Saved entries:
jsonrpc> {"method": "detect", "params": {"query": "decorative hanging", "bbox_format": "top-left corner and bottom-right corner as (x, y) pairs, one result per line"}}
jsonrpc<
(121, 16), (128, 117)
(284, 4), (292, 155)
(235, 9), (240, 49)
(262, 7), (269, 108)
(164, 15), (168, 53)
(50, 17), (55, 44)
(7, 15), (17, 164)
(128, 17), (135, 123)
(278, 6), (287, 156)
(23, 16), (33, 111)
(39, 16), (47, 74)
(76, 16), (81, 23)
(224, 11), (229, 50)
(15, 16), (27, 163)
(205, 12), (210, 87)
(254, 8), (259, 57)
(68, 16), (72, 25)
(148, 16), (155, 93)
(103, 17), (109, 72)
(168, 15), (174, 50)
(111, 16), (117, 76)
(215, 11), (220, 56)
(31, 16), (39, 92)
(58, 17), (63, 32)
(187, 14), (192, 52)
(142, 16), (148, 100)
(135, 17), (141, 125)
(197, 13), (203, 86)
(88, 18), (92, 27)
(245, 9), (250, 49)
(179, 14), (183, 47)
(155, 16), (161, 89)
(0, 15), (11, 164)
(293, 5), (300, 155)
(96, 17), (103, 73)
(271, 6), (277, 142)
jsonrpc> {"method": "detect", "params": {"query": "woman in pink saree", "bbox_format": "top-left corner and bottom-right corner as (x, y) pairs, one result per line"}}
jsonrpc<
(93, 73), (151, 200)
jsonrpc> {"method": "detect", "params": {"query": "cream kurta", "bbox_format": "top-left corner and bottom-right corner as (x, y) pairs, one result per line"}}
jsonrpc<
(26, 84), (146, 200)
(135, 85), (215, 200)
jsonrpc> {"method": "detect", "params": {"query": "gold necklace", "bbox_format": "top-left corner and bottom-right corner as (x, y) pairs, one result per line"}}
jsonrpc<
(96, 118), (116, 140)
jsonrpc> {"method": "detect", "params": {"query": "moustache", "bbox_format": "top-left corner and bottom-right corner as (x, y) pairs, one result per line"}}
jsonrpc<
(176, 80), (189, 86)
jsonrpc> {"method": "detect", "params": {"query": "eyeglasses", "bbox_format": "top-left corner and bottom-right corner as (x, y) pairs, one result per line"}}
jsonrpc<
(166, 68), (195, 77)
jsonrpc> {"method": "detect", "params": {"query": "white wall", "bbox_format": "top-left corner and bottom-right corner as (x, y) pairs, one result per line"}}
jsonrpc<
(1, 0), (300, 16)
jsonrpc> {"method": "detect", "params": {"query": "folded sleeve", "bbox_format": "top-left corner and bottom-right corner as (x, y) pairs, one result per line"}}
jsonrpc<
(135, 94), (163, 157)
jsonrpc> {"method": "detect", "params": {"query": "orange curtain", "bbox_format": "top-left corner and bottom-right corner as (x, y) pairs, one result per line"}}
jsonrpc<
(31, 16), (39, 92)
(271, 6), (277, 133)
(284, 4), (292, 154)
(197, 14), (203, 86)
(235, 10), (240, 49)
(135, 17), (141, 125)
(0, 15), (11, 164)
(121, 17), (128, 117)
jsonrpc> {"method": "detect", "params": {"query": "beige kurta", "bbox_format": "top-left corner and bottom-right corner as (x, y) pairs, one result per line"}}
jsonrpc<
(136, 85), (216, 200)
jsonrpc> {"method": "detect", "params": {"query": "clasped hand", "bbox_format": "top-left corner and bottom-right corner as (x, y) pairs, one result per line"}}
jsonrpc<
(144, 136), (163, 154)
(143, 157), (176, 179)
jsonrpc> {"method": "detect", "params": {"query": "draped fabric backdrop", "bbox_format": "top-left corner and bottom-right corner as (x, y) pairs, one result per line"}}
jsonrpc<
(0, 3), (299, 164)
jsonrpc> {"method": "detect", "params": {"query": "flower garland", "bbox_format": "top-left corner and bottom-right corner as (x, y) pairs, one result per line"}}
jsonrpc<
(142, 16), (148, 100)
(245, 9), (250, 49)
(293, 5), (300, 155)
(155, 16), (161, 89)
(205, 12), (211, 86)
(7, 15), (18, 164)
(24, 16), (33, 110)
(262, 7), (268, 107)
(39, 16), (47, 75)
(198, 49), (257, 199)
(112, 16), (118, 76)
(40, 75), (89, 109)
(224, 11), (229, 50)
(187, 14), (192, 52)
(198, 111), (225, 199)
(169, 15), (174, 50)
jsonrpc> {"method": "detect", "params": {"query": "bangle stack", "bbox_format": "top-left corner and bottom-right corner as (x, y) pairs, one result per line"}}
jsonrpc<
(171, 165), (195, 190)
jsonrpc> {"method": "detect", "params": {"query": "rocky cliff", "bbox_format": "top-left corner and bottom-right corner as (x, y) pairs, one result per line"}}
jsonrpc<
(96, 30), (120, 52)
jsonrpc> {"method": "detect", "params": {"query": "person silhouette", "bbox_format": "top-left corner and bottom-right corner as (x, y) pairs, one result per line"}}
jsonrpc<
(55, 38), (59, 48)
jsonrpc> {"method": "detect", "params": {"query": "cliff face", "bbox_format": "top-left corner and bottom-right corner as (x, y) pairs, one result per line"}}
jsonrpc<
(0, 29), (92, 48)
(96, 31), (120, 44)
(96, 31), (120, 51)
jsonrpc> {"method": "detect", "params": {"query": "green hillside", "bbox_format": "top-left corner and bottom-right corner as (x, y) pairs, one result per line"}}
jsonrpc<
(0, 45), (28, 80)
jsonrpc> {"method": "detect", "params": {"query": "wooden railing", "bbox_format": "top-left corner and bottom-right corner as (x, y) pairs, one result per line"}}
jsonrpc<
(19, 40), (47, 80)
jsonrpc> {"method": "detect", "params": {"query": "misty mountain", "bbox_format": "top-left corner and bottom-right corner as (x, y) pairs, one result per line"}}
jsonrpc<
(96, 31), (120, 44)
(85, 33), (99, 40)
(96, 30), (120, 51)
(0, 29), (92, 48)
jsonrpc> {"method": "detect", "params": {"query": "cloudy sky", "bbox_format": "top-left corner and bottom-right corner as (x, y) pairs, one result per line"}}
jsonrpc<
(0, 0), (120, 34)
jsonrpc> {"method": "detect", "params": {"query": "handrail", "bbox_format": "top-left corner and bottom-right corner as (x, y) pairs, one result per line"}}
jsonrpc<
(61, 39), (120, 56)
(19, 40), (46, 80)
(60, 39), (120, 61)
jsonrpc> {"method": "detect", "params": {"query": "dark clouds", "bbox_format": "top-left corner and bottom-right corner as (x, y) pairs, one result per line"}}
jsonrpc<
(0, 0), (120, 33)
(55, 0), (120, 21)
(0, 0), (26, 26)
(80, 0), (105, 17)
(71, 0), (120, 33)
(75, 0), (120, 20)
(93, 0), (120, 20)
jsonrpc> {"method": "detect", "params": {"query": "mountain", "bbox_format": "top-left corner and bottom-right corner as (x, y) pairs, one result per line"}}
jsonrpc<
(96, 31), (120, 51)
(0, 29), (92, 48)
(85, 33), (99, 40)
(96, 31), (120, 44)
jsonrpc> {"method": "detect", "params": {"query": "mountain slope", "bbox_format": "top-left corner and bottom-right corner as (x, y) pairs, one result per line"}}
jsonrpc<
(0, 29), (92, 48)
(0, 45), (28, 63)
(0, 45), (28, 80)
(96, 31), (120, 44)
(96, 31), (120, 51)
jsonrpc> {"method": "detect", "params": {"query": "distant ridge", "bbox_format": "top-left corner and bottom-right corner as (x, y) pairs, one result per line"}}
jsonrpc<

Work order | Only a number should be returned: the count of lines above that include "kurta".

Finished exercise | 2